■ SHORT EXERCISE ■
Quote precisely the final stretch of the listing: start at the line containing "the bicycle rear" and stop after the last line.

■ DATA PROVIDED ■
==================================================

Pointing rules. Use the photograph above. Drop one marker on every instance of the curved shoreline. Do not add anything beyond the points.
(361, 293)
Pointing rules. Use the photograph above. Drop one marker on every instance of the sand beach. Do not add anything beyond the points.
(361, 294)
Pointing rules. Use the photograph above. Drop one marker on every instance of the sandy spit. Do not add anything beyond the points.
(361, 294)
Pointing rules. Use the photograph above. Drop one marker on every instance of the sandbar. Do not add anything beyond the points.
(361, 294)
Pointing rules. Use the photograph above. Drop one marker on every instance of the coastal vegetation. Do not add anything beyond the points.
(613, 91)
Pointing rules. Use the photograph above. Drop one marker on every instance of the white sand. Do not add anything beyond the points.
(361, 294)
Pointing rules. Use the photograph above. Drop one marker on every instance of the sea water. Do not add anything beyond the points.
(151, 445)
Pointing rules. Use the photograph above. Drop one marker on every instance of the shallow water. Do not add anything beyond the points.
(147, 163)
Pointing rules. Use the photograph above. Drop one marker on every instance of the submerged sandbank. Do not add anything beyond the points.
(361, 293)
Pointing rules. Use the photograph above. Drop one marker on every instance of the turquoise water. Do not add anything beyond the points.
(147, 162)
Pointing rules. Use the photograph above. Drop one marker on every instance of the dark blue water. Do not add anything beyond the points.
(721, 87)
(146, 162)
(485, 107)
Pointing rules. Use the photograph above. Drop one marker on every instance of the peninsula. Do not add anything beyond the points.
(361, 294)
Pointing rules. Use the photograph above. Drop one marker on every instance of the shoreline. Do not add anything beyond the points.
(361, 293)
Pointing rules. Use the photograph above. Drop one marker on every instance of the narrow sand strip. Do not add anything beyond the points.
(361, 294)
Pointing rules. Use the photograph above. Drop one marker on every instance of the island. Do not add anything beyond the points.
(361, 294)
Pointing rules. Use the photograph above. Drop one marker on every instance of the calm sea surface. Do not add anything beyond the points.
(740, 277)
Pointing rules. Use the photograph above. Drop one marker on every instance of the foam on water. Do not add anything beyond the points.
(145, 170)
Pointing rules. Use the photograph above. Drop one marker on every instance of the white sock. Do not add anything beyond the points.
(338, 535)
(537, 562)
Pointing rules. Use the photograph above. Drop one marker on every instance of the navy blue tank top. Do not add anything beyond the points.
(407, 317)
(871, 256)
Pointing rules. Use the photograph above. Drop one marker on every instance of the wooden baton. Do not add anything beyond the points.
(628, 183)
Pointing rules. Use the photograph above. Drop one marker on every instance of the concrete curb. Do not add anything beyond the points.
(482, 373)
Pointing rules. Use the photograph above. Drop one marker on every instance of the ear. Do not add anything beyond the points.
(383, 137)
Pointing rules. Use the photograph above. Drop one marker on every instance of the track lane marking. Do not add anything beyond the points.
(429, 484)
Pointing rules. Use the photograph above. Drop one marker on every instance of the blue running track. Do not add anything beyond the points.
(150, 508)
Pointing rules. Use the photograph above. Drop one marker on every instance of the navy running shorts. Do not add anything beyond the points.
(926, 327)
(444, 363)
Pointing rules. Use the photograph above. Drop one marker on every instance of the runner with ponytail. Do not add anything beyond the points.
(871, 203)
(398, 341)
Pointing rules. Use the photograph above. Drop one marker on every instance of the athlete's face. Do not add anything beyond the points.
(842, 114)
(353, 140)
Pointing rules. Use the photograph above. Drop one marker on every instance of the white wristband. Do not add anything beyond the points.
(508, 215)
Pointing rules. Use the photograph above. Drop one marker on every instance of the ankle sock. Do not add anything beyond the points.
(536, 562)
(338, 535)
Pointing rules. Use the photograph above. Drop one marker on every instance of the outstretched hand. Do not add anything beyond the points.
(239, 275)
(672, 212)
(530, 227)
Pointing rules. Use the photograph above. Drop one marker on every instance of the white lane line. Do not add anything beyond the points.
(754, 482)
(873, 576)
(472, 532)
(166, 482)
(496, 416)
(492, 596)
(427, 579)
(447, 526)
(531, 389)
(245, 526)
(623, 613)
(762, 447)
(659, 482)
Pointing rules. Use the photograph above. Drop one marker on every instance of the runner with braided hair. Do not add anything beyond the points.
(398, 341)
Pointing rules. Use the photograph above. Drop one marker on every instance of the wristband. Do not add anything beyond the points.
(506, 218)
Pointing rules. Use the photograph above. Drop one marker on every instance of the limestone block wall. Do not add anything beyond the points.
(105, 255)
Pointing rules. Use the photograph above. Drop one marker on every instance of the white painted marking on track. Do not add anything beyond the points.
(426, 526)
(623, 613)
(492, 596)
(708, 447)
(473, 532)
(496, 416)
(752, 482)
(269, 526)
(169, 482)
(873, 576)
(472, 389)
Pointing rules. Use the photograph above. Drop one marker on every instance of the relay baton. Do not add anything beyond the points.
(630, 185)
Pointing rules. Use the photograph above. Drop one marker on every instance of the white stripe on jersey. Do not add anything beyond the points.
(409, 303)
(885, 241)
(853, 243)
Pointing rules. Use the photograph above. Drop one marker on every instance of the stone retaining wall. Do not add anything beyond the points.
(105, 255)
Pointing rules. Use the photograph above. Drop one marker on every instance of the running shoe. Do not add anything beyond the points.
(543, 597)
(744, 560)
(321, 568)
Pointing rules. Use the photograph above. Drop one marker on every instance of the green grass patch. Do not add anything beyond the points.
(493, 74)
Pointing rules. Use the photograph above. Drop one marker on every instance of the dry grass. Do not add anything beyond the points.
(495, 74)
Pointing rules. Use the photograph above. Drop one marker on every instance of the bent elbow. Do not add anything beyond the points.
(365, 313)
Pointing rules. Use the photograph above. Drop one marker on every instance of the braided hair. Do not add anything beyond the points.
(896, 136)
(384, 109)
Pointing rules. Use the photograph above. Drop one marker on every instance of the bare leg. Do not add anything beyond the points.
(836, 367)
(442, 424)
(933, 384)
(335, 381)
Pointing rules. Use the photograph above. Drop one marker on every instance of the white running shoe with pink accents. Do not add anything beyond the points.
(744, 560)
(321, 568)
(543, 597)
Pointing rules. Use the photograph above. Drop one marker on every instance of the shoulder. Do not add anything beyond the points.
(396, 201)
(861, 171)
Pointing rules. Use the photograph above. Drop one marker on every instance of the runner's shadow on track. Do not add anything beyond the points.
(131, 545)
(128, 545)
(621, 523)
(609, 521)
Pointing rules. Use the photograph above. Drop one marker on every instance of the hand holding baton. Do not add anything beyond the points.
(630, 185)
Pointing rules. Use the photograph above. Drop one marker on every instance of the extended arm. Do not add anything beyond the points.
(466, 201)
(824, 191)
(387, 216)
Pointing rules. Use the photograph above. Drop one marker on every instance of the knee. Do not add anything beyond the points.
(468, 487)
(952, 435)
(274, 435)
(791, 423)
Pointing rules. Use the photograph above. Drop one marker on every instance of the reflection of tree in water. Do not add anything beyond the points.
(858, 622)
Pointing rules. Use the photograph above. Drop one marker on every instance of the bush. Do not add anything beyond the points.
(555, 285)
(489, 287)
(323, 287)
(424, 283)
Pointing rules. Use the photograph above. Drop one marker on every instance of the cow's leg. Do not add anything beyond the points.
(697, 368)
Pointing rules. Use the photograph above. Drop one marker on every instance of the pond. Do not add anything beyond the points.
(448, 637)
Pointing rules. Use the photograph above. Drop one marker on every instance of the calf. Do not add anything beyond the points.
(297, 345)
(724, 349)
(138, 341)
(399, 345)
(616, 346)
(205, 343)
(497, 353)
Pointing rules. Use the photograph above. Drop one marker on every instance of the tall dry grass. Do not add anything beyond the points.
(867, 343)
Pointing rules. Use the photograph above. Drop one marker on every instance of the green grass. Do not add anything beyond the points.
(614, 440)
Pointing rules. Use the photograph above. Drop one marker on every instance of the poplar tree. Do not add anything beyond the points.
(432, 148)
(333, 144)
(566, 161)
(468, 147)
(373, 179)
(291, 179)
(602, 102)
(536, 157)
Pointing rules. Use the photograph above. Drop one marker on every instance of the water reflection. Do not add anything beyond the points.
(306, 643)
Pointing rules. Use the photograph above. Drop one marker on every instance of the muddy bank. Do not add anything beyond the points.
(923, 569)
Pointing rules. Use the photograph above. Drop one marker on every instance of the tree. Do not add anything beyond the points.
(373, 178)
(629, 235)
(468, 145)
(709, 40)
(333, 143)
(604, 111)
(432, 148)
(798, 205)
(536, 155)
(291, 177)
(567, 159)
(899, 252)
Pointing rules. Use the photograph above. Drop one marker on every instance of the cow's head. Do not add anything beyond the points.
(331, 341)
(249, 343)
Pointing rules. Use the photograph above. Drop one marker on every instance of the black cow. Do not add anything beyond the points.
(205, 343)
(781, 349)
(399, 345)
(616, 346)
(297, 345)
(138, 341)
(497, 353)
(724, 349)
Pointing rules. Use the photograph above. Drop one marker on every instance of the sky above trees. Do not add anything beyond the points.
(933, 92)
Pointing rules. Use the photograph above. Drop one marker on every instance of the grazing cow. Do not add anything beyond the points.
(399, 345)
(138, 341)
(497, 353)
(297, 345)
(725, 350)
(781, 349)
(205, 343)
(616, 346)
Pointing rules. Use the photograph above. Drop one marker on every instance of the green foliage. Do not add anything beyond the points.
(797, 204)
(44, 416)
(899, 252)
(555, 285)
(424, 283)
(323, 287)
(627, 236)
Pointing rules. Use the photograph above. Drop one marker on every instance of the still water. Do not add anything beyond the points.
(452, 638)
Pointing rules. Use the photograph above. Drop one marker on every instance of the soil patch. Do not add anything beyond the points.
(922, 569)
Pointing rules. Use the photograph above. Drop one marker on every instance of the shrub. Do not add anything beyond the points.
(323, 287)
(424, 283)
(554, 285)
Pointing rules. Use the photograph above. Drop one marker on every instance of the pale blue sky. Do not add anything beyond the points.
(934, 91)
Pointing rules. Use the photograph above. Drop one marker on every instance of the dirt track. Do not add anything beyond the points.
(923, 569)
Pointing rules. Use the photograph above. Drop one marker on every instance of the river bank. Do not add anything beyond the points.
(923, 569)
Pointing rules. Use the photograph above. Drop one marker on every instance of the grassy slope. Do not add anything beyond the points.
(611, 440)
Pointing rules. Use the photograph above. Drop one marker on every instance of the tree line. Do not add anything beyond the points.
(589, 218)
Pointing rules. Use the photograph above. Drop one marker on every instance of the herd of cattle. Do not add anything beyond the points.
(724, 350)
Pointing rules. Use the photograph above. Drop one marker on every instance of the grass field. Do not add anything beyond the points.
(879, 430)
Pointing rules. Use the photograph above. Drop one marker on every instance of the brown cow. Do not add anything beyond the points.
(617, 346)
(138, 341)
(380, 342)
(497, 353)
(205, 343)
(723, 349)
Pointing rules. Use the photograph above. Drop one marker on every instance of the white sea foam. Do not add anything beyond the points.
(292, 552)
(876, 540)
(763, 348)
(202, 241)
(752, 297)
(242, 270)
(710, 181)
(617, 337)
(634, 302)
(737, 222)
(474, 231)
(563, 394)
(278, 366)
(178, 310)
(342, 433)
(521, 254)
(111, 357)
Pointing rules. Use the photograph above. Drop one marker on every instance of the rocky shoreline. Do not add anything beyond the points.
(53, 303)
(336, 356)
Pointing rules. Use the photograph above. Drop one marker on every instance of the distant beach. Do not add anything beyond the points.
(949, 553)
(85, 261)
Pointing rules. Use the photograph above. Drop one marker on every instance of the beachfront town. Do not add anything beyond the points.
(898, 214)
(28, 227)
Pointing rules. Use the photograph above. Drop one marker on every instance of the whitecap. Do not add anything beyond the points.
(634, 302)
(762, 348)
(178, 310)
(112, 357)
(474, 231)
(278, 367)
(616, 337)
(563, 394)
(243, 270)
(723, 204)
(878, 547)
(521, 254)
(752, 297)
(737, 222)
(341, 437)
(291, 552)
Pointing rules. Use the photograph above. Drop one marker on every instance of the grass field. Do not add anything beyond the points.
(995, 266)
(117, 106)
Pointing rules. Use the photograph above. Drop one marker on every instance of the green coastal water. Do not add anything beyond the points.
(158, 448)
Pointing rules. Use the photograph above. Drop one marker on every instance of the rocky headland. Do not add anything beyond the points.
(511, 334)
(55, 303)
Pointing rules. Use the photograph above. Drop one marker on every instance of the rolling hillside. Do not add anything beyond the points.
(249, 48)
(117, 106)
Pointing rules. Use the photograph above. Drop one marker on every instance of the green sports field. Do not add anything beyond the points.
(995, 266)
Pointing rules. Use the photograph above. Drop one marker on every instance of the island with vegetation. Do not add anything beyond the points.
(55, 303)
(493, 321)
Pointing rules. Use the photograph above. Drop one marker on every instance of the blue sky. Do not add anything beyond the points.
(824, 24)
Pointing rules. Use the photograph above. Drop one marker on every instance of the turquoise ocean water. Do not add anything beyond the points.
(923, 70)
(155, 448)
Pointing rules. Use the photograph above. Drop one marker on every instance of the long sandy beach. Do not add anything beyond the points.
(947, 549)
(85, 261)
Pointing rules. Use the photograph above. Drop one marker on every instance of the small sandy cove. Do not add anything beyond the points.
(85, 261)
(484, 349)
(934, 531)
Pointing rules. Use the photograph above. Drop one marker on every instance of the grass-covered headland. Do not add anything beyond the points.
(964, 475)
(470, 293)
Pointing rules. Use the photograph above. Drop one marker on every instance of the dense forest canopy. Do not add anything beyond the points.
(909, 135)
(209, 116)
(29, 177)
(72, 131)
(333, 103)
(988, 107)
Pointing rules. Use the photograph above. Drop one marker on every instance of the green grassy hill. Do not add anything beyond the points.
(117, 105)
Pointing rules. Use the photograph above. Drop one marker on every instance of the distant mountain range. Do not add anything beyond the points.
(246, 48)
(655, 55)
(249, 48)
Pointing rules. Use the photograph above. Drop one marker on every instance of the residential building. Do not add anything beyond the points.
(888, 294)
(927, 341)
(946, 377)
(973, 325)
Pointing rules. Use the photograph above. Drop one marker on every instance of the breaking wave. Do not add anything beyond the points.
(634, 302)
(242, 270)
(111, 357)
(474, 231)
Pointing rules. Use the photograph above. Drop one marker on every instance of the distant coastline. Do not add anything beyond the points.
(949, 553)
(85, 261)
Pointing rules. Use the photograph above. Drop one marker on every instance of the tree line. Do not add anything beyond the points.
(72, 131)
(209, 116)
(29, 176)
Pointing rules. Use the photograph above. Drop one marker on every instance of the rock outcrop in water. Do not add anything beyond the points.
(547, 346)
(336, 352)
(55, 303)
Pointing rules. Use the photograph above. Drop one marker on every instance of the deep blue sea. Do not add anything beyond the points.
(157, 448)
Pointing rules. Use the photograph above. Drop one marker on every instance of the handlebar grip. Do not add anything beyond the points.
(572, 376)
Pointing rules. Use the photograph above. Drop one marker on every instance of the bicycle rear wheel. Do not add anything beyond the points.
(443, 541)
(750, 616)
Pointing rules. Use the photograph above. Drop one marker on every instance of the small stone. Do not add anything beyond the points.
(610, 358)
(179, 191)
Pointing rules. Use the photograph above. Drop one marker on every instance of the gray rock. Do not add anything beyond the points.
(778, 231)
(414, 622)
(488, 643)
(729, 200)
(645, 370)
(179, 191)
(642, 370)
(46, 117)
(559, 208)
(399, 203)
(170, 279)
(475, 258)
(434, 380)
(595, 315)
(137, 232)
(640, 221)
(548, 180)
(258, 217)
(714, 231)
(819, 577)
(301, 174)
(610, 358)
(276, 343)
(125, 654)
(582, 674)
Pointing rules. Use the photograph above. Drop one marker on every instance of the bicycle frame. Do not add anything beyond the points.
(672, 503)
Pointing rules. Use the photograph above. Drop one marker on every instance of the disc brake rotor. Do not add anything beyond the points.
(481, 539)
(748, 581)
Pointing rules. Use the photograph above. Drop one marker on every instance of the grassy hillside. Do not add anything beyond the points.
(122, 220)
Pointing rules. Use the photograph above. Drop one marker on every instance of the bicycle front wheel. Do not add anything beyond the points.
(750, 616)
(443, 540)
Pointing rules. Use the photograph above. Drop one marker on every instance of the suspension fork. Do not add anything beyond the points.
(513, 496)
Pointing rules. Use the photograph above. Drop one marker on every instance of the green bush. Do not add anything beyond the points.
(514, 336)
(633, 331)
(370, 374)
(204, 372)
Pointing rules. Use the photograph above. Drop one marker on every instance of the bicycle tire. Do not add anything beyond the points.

==================================================

■ EXERCISE RESULT ■
Pointing rules. Use the photograph above. Drop one marker on every instance of the bicycle rear wheel. Do not add anything beyond the points.
(443, 541)
(750, 616)
Pointing rules. Use the photograph above. Drop one marker on every instance of the small stone. Do not add anything beyond the points.
(610, 358)
(179, 191)
Pointing rules. Use the photograph above. Drop one marker on every instance of the gray rock. Do not add anything beyond the points.
(778, 231)
(414, 622)
(488, 643)
(729, 200)
(645, 370)
(179, 191)
(642, 370)
(46, 117)
(559, 208)
(399, 203)
(170, 279)
(475, 258)
(434, 380)
(595, 315)
(137, 232)
(640, 221)
(548, 180)
(258, 217)
(714, 231)
(819, 577)
(301, 174)
(610, 358)
(276, 343)
(125, 654)
(582, 674)
Pointing rules. Use the photograph above. Drop one marker on every instance of the bicycle frame. Do not add anything beyond the points.
(672, 503)
Pointing rules. Use the photograph above. Drop one marker on every instance of the disc brake rotor. Do not add anything beyond the points.
(481, 539)
(748, 581)
Pointing rules. Use the photograph above. Drop one marker on every instance of the grassy hillside. Do not add anything beyond the points.
(122, 220)
Pointing rules. Use the photograph above. Drop one marker on every instance of the bicycle front wheel. Do not add anything beyond the points.
(750, 616)
(443, 540)
Pointing rules. Use the photograph above. Drop one marker on every instance of the suspension fork. Do not add anything beyond the points.
(513, 496)
Pointing rules. Use the photograph above. Drop one marker on every instance of the green bush. Do not add anything beyond the points.
(514, 336)
(633, 331)
(370, 374)
(204, 372)
Pointing rules. Use the photograph above. Drop one marker on every instance of the bicycle tire. Do not add anything beyond the points.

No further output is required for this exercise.